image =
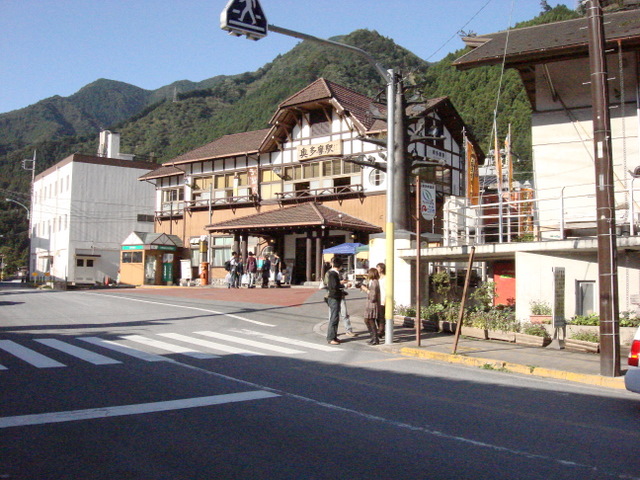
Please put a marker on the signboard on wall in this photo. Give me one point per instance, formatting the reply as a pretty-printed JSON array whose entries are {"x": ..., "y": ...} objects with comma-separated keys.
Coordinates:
[
  {"x": 428, "y": 200},
  {"x": 558, "y": 297},
  {"x": 309, "y": 152}
]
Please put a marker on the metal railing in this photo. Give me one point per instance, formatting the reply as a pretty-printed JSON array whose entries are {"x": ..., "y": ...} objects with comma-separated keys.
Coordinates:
[
  {"x": 308, "y": 193},
  {"x": 511, "y": 218}
]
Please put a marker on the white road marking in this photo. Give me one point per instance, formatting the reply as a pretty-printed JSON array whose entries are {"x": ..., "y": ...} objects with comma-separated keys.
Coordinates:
[
  {"x": 78, "y": 352},
  {"x": 141, "y": 408},
  {"x": 208, "y": 344},
  {"x": 34, "y": 358},
  {"x": 291, "y": 341},
  {"x": 215, "y": 312},
  {"x": 170, "y": 347},
  {"x": 132, "y": 352},
  {"x": 251, "y": 343}
]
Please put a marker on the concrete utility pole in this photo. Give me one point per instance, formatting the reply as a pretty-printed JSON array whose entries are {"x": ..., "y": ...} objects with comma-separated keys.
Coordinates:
[{"x": 606, "y": 222}]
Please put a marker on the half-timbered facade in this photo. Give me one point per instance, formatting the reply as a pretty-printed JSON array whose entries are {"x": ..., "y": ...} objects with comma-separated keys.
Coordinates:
[{"x": 313, "y": 166}]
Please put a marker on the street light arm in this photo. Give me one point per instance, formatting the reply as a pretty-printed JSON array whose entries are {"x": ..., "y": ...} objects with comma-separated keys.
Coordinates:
[
  {"x": 22, "y": 205},
  {"x": 303, "y": 36}
]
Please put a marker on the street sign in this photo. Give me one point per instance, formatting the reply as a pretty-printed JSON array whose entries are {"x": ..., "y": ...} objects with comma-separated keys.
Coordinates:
[{"x": 244, "y": 17}]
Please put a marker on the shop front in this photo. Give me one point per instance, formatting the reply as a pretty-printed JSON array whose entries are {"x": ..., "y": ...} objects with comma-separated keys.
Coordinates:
[{"x": 150, "y": 259}]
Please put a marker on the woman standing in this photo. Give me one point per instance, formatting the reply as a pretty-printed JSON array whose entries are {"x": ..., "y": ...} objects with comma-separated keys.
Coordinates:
[{"x": 372, "y": 309}]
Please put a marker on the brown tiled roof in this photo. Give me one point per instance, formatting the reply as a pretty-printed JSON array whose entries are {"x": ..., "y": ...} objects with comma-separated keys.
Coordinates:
[
  {"x": 322, "y": 89},
  {"x": 226, "y": 146},
  {"x": 549, "y": 42},
  {"x": 299, "y": 217}
]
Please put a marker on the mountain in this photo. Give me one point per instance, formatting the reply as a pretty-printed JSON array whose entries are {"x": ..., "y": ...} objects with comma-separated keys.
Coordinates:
[{"x": 153, "y": 124}]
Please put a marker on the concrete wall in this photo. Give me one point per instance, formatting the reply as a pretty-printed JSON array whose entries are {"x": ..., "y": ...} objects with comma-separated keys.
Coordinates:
[{"x": 535, "y": 279}]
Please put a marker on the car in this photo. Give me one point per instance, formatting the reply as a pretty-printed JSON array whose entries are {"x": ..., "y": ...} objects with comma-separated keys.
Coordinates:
[{"x": 632, "y": 377}]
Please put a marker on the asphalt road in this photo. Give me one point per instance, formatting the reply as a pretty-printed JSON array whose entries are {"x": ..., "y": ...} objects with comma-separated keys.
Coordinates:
·····
Action item: The records above are to be restated exactly, without their pictures.

Result of the task:
image =
Please put a marker on the signboard on wall in this photo. Give me one point per instance, formatting the reply as a pretty-printed JSON array whose entries are {"x": ..., "y": ...} objects with comma-separated keys.
Coordinates:
[
  {"x": 428, "y": 200},
  {"x": 558, "y": 297},
  {"x": 309, "y": 152}
]
Please put a marker on the metal railing in this photo. Give me one point per instance, formatting the reply as a pretty-printed JSON array whose entries are {"x": ..., "y": ...} objects with comma-separated keys.
Coordinates:
[
  {"x": 308, "y": 193},
  {"x": 511, "y": 218}
]
Please put a marker on the white road marking in this photo. Give me one point per instance, formatting the reply as a pretty-printed JSON array whose entries are {"x": ..., "y": ...} objects with comma-separated keys.
Coordinates:
[
  {"x": 78, "y": 352},
  {"x": 141, "y": 408},
  {"x": 208, "y": 344},
  {"x": 34, "y": 358},
  {"x": 291, "y": 341},
  {"x": 215, "y": 312},
  {"x": 170, "y": 347},
  {"x": 132, "y": 352},
  {"x": 251, "y": 343}
]
Please put a marker on the concrete utility pole in this photo. Give me one point per instance, formatting the reply as a pretty-printed JSON array whose entries are {"x": ..., "y": ...} objects with comma-separated keys.
Coordinates:
[{"x": 606, "y": 222}]
Please put a marker on the half-timbered facade in this photo. Give me one point per instance, formatting the reply as a pretty-printed JSON array whose entries are {"x": ..., "y": ...} objects with comma-separated keys.
Coordinates:
[{"x": 313, "y": 166}]
Please put a marker on the street light arm in this photo. Give me one point per instance, formatting the reply as a pretty-printed JSON array whose entries are {"x": ..., "y": ...} objects with comma-separated keys.
Coordinates:
[
  {"x": 22, "y": 205},
  {"x": 303, "y": 36}
]
Please put a marker on the street sign in this photo. Give me one point per instance, formatting the reply as a pretty-printed JSON array whose entries are {"x": ..., "y": ...} objects with comma-separated keys.
Coordinates:
[{"x": 244, "y": 17}]
Please put a marker on the shop front in this photo. Give me one point per instance, formatting the reply as a pretty-printed JSON array whose entries are {"x": ..., "y": ...} objects with comma-separated keys.
Coordinates:
[{"x": 150, "y": 259}]
Please put a marker on the woman standing in this photo. Give me one point per instance, formatting the reply as a pretty-printed JSON array whose entries are {"x": ..., "y": ...} objects with comma-separated keys.
Coordinates:
[{"x": 372, "y": 309}]
Please put a marker on the brown tiled roof in this photo. Give me one point per instance, formatting the reply as a pretty-printed JSON array whose entries are {"x": ..., "y": ...} objects with comma-separated keys.
Coordinates:
[
  {"x": 322, "y": 89},
  {"x": 226, "y": 146},
  {"x": 549, "y": 42},
  {"x": 299, "y": 217}
]
Please put a marker on the mountain in this photo. Give me one point per instance, formatting the reply as a pretty-printed JSON array whose entries are {"x": ..., "y": ...} objects with comma-separated keys.
Coordinates:
[{"x": 153, "y": 124}]
Please put a marker on the concrete wall in this photo. Give me one point per instance, formatting the reply as a pretty-printed JSON array whose entries are {"x": ..., "y": ...} objects with comma-separated keys.
Coordinates:
[{"x": 535, "y": 279}]
Please put a marker on the car in this photo. Give me one point per instance, formatting the reply as a pretty-printed JSON array whose entries are {"x": ..., "y": ...} objects with comma-separated keys.
Coordinates:
[{"x": 632, "y": 377}]
Please put a marker on the asphalt road in this photo. Give me one point per instance, formatting the reply as a pretty-printed JSON array whose entries are {"x": ..., "y": ...} objects with comma-separated keys.
Coordinates:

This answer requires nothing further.